> Task description
Return every line of the data below that contains the string "windshield", matching case exactly.

> Excerpted records
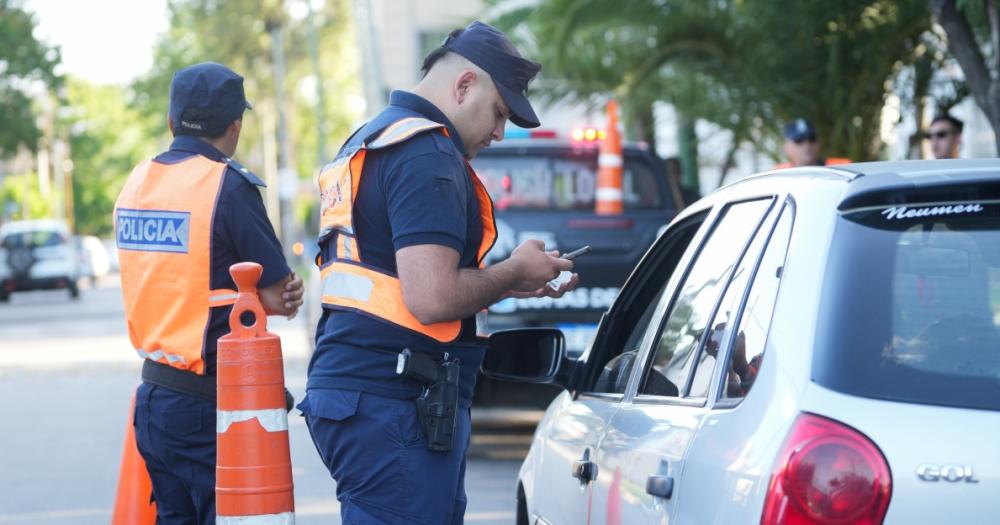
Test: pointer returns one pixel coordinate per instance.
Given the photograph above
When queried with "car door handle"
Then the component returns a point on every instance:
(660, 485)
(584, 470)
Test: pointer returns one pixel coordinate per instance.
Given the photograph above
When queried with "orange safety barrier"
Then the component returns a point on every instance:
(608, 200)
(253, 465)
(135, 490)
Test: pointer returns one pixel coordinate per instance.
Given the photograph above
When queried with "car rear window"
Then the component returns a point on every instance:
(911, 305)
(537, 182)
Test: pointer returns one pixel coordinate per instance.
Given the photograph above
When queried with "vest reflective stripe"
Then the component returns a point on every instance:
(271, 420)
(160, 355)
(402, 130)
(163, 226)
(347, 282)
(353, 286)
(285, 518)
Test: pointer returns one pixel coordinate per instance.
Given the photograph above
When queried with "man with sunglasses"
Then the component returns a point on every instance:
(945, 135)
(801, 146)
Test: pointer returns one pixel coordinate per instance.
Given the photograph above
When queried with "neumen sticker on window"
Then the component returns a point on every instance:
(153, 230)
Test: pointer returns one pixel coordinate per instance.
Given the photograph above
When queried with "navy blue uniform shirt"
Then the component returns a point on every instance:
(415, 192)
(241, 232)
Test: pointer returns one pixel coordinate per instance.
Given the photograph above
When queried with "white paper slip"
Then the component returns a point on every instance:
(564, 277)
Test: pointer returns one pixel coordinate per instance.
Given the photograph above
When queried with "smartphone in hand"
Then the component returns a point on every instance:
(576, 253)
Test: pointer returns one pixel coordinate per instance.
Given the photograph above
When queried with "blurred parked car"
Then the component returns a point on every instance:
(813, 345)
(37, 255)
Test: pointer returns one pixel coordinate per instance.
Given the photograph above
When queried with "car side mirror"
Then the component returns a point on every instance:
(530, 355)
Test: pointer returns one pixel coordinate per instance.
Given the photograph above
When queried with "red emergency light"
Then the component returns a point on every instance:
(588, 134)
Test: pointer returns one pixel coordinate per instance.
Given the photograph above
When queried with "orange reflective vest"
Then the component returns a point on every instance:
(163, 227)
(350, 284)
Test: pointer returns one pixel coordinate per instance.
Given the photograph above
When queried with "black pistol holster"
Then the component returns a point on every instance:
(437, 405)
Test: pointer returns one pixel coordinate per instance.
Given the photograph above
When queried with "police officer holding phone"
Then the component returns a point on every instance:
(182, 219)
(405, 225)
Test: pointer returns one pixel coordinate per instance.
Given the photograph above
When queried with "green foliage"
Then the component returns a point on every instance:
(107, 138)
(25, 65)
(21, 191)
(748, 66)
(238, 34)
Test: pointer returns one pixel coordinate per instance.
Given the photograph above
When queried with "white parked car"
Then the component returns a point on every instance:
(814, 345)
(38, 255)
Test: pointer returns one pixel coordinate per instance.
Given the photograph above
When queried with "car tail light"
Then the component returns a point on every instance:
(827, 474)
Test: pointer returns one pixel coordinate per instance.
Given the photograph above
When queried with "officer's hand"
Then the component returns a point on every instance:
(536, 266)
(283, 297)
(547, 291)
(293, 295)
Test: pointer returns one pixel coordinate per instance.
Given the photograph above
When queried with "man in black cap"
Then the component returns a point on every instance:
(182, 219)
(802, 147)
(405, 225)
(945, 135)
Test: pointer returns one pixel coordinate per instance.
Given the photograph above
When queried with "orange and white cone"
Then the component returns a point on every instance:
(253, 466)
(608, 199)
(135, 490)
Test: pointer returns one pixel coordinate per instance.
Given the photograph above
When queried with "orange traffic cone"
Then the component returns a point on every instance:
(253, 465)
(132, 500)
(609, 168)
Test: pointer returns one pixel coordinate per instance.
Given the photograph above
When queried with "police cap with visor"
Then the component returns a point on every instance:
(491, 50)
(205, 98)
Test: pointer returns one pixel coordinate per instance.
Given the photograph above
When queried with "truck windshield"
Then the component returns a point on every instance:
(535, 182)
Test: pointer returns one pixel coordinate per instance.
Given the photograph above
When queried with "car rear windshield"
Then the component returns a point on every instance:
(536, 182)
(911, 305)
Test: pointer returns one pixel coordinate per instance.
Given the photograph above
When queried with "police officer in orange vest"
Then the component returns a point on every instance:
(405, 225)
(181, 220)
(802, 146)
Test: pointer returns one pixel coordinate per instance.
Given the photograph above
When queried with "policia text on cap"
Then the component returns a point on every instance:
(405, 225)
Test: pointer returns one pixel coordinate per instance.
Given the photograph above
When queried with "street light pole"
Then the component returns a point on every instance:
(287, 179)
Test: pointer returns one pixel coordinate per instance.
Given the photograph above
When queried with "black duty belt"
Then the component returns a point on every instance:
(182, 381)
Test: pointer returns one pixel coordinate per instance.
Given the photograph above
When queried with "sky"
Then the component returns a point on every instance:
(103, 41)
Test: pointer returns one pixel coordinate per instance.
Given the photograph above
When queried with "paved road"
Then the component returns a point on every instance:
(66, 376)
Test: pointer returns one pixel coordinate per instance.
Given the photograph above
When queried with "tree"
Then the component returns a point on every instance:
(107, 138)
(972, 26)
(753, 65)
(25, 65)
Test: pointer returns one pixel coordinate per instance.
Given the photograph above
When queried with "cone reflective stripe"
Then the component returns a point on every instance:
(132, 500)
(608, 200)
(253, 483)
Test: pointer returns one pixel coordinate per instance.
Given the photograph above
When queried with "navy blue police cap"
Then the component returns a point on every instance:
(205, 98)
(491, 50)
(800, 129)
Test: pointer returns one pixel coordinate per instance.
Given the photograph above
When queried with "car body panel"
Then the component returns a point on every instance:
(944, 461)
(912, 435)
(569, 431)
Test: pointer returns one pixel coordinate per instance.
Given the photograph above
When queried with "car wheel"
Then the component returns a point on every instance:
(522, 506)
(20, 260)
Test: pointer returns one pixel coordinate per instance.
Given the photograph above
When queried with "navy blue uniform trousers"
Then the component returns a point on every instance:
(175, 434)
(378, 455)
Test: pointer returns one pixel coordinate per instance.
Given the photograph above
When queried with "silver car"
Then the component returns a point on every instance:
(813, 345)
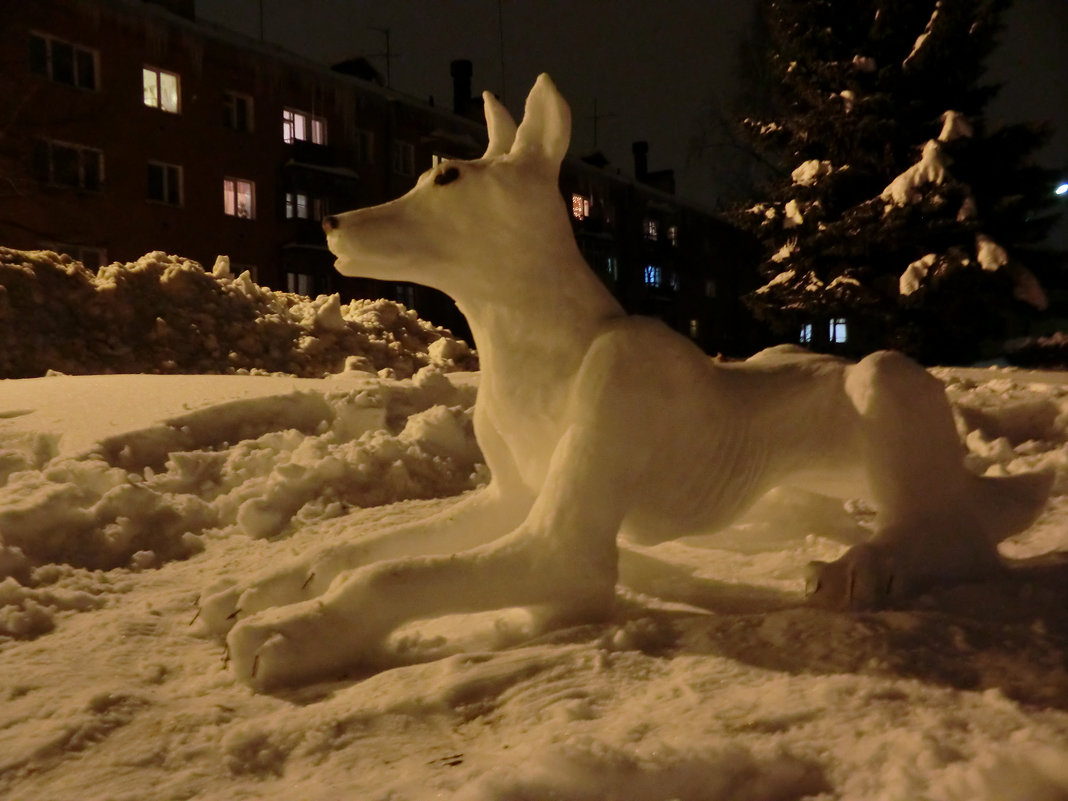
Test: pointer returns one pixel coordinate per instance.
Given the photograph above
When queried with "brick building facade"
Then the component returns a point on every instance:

> Written answer
When queried with "truck windshield"
When queried with "car rear windshield"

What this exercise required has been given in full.